# Provided text:
┌────────
More than eight decades after it was installed, a memorial to the three 19th-century sibling novelists in London’s Westminster Abbey was amended Thursday to restore the diaereses – the two dots over the e in their surname.

The dots — which indicate that the name is pronounced “brontay” rather than “bront” — were omitted when the stone tablet commemorating Charlotte, Emily and Anne was erected in the abbey’s Poets’ Corner in October 1939, just after the outbreak of World War II.

They were restored after Brontë historian Sharon Wright, editor of the Brontë Society Gazette, raised the issue with Dean of Westminster David Hoyle. The abbey asked its stonemason to tap in the dots and its conservator to paint them.

“There’s no paper record for anyone complaining about this or mentioning this, so I just wanted to put it right, really,” Wright said. “These three Yorkshire women deserve their place here, but they also deserve to have their name spelled correctly.”

It’s believed the writers’ Irish father Patrick changed the spelling of his surname from Brunty or Prunty when he went to university in England.

Raised on the wild Yorkshire moors, all three sisters died before they were 40, leaving enduring novels including Charlotte’s “Jane Eyre,” Emily’s “Wuthering Heights” and Anne’s “The Tenant of Wildfell Hall.”

Rebecca Yorke, director of the Brontë Society, welcomed the restoration.

“As the Brontës and their work are loved and respected all over the world, it’s entirely appropriate that their name is spelled correctly on their memorial,” she said.
└────────
# Requirement 1:
Please quote word for word the stretch of the Brontë memorial article that starts with "They were restored" and finishes with "university in England.".
# Requirement 2:
Answer these from the Brontë memorial article:
(a) In what month and year was the stone tablet erected in Poets' Corner?
(b) What did the abbey ask its conservator to do?
(c) Who is the director of the Brontë Society?
The records after this text come from a separate source.

# Record set:
┌────────
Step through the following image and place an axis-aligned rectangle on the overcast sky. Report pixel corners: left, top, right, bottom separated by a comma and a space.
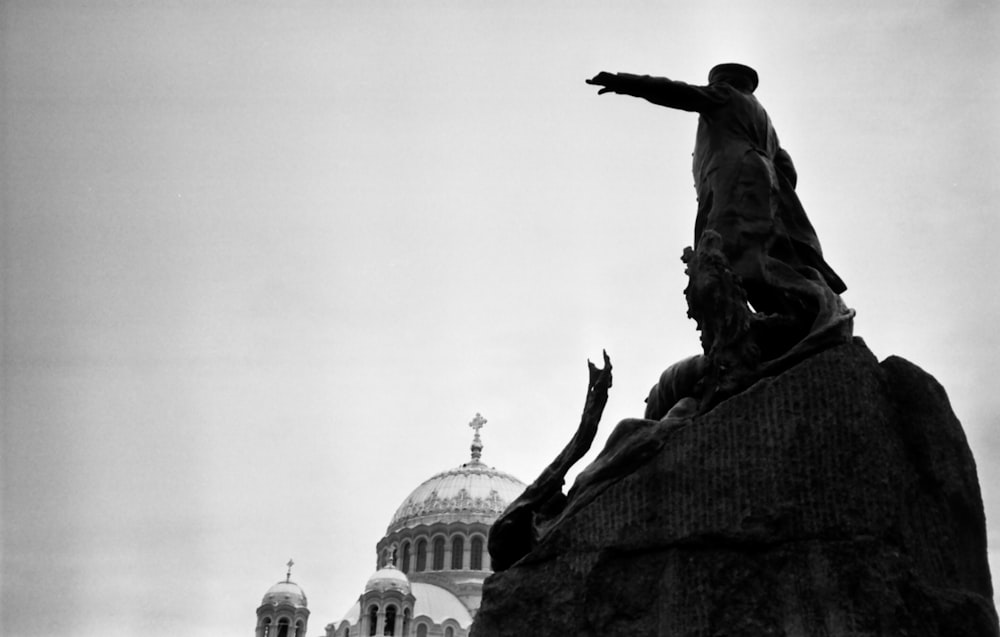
0, 0, 1000, 637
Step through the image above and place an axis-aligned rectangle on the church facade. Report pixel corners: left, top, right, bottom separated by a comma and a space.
256, 414, 525, 637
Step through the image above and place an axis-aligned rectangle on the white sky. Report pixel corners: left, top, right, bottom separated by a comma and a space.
0, 0, 1000, 637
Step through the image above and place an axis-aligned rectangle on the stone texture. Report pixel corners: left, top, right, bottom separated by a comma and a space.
472, 339, 998, 637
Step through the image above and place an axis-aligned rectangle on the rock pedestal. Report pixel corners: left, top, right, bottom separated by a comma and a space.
472, 339, 998, 637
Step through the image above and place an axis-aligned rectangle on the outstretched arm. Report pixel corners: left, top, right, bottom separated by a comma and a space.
587, 71, 725, 113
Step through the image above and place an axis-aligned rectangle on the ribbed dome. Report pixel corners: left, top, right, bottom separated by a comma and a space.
365, 566, 410, 595
388, 457, 525, 533
261, 580, 309, 608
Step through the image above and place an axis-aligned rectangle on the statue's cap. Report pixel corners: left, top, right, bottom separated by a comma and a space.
708, 62, 759, 93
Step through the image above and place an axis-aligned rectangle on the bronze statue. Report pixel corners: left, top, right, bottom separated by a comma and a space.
587, 64, 854, 410
489, 64, 854, 571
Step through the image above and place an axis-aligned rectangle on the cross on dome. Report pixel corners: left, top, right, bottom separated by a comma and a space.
469, 411, 486, 462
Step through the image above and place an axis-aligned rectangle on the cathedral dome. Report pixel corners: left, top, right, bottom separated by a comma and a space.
365, 565, 410, 595
261, 579, 309, 608
388, 458, 525, 533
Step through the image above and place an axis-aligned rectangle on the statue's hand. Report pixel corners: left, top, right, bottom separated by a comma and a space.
587, 71, 618, 95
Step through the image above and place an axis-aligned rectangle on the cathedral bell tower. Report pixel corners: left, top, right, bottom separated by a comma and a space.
└────────
# Exercise solution 1:
They were restored after Brontë historian Sharon Wright, editor of the Brontë Society Gazette, raised the issue with Dean of Westminster David Hoyle. The abbey asked its stonemason to tap in the dots and its conservator to paint them.

“There’s no paper record for anyone complaining about this or mentioning this, so I just wanted to put it right, really,” Wright said. “These three Yorkshire women deserve their place here, but they also deserve to have their name spelled correctly.”

It’s believed the writers’ Irish father Patrick changed the spelling of his surname from Brunty or Prunty when he went to university in England.

# Exercise solution 2:
(a) October 1939
(b) Paint the dots
(c) Rebecca Yorke